(begin)
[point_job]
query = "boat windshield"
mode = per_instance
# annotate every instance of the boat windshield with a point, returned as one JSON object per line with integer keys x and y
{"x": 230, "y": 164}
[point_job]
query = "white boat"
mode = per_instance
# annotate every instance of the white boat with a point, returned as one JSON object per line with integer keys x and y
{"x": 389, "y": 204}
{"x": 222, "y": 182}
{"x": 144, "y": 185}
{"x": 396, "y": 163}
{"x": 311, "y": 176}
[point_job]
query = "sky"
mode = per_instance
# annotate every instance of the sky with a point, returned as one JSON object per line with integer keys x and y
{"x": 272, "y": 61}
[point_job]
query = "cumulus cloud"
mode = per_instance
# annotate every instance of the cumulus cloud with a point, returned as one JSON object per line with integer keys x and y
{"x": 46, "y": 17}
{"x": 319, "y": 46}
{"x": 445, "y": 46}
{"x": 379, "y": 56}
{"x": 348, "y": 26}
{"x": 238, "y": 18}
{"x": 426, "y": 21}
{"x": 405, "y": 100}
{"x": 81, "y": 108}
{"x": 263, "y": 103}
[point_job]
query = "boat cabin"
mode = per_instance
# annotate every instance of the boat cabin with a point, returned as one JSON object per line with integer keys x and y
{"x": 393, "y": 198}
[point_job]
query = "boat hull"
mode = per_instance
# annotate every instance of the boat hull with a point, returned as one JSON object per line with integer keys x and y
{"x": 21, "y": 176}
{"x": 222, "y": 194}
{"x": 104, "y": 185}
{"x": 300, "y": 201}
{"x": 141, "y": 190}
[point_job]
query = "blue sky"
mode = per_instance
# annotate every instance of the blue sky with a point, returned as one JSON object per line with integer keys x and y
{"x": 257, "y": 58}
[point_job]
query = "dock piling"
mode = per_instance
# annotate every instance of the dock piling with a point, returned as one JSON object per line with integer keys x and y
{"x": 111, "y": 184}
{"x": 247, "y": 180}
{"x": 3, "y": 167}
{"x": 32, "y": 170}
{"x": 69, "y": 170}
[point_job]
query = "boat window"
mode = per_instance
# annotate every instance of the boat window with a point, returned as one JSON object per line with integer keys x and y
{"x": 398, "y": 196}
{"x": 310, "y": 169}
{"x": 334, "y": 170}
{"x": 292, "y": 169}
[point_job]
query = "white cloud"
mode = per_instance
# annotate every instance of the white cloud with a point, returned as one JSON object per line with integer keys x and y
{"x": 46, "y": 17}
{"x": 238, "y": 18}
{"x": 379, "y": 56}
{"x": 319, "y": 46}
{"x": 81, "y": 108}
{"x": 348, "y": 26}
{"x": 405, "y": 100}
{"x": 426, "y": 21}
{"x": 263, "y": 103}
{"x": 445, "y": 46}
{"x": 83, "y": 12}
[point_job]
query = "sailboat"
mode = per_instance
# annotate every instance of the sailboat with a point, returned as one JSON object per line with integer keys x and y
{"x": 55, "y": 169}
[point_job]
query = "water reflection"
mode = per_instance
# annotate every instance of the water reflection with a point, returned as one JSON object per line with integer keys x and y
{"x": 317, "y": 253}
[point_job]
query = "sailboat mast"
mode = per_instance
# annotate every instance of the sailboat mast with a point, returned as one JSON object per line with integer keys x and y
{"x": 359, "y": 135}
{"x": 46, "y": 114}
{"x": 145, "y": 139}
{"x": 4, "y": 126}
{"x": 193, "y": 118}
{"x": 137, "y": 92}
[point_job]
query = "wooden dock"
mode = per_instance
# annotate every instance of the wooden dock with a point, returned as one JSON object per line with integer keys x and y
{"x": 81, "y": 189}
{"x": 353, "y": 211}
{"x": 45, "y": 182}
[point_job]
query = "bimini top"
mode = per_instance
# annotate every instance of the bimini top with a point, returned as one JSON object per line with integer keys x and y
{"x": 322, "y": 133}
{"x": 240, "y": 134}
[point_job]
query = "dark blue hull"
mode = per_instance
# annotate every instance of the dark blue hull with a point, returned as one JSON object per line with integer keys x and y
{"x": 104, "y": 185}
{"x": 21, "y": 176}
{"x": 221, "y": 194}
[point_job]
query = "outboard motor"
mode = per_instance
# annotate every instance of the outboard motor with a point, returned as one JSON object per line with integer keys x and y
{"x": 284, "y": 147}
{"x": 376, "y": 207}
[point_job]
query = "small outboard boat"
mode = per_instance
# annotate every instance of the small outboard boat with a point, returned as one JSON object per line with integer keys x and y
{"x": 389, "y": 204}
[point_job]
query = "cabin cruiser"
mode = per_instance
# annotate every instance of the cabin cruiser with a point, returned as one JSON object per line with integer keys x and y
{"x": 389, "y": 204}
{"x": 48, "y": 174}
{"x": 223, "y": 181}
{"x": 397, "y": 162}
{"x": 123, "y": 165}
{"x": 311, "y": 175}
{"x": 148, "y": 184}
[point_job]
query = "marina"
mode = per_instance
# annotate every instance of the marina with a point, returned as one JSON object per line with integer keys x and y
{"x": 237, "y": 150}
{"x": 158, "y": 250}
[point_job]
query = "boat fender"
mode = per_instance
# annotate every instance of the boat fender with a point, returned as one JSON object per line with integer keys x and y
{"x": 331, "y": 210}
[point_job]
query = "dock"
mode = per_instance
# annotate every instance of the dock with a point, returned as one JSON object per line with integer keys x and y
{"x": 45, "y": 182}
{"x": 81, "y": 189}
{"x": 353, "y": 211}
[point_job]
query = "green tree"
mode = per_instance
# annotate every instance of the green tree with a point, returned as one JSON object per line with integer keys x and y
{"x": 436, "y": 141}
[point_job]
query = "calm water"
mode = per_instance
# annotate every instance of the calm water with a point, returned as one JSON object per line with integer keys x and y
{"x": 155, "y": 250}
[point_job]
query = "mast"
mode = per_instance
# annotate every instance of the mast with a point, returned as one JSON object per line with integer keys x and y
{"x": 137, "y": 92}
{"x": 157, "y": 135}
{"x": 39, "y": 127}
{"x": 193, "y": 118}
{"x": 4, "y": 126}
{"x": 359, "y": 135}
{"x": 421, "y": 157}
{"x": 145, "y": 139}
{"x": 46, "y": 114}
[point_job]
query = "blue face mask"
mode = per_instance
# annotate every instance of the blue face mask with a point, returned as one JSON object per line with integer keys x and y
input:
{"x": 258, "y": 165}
(end)
(begin)
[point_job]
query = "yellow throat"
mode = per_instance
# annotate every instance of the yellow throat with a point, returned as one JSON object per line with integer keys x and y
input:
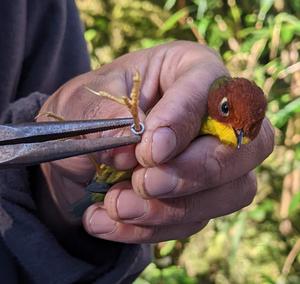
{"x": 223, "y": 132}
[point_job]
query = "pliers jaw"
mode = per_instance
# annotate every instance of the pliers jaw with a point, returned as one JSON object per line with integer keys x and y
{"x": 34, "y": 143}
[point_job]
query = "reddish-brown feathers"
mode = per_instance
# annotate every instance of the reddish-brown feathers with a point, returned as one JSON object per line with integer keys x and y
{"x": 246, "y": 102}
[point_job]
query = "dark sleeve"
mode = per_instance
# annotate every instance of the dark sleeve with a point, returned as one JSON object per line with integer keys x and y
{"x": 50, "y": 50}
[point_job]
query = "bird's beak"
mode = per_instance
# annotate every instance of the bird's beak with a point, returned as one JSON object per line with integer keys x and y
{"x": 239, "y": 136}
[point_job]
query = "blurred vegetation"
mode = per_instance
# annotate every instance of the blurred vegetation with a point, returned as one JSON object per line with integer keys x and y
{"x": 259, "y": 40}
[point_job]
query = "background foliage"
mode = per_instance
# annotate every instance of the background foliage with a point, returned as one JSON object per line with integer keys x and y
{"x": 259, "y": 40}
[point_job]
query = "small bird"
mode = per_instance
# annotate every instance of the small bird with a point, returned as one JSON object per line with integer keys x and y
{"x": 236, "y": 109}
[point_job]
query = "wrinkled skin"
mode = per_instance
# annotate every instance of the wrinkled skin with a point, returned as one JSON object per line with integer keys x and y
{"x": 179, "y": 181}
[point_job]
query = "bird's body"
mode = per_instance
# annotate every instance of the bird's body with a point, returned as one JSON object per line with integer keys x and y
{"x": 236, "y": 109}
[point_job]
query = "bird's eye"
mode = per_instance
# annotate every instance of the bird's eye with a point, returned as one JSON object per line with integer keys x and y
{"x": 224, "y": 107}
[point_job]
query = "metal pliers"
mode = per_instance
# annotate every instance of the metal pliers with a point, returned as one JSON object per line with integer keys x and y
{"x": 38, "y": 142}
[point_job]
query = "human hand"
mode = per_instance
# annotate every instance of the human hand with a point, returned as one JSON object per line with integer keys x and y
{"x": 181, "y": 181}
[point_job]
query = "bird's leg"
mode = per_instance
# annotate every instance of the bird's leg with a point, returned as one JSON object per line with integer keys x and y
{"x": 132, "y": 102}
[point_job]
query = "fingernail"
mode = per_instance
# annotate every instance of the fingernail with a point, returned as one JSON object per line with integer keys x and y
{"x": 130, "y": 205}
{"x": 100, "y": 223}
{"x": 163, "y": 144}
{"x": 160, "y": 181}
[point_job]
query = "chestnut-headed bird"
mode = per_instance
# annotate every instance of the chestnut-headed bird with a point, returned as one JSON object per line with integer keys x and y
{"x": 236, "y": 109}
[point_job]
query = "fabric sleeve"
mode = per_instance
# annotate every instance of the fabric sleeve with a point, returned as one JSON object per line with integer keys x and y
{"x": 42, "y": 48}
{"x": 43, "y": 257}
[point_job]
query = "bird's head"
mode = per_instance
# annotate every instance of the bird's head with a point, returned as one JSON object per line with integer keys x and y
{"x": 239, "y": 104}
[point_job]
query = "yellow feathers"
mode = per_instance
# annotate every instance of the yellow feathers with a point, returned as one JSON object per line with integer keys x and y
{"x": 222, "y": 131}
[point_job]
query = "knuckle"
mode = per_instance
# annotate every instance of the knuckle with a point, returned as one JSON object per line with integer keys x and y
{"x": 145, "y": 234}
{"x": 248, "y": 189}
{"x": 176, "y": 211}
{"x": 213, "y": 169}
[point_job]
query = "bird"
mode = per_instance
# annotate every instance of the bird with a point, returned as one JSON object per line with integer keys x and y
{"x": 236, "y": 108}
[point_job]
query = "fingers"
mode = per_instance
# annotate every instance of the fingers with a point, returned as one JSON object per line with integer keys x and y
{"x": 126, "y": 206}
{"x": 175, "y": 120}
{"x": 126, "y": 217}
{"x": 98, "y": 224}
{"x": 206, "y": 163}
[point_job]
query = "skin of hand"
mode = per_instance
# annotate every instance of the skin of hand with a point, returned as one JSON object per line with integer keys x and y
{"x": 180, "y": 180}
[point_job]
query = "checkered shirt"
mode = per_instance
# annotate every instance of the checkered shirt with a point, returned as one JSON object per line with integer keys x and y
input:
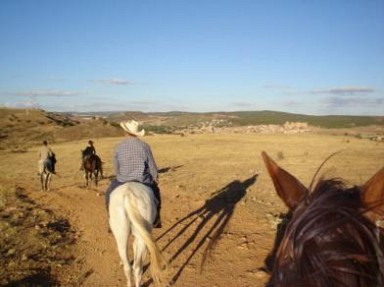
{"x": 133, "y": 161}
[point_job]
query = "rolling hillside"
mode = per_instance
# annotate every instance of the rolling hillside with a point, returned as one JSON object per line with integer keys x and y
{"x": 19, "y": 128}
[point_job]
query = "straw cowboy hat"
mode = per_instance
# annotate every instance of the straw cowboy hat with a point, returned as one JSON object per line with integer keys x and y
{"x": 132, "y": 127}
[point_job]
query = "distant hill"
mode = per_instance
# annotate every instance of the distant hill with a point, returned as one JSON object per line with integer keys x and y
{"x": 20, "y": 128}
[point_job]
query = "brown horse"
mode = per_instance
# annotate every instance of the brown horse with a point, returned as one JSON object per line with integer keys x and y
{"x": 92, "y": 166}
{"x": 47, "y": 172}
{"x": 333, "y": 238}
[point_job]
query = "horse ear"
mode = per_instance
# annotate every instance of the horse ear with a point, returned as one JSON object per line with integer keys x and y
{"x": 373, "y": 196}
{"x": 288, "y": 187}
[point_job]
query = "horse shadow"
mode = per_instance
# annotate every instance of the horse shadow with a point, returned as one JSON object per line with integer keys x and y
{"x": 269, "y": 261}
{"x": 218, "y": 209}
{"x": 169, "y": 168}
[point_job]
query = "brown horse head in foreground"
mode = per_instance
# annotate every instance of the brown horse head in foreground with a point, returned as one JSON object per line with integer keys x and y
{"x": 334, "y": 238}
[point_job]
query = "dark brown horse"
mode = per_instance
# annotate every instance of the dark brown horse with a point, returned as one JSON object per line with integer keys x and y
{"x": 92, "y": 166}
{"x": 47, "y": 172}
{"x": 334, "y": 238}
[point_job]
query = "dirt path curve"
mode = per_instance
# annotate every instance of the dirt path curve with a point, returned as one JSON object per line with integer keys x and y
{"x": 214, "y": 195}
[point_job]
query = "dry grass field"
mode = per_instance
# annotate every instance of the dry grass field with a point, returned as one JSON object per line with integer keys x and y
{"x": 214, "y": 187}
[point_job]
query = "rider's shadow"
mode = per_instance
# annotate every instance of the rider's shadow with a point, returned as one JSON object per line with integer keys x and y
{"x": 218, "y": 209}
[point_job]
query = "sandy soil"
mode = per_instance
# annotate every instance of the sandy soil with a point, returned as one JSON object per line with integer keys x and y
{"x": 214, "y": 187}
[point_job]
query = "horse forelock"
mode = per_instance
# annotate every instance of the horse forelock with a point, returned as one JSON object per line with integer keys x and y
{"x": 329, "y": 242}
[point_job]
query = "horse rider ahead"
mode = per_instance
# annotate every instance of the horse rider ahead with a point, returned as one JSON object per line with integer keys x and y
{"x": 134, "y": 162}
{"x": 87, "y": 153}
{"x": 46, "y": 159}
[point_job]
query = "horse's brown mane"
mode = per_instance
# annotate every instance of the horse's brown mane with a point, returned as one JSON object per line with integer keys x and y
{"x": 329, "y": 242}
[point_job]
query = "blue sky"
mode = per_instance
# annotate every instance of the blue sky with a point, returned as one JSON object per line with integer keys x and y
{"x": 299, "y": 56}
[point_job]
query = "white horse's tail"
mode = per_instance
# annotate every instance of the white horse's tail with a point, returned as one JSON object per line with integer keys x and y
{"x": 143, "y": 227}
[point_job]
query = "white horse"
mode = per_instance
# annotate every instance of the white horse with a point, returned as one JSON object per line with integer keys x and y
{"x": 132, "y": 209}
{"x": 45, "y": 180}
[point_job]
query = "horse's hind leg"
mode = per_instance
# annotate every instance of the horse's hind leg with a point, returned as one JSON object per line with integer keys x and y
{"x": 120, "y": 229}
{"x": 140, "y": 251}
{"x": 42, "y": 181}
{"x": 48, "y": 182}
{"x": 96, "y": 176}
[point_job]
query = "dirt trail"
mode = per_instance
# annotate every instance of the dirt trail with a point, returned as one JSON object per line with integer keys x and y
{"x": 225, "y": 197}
(end)
TASK TO CARRY OUT —
Gather every row above that contains the string "face". Treat uppercase and lowercase letters as distinct when matching.

THE RESULT —
query = "blue face mask"
# annotate every instance of the blue face mask with a point, returned as one JSON object per line with integer keys x and y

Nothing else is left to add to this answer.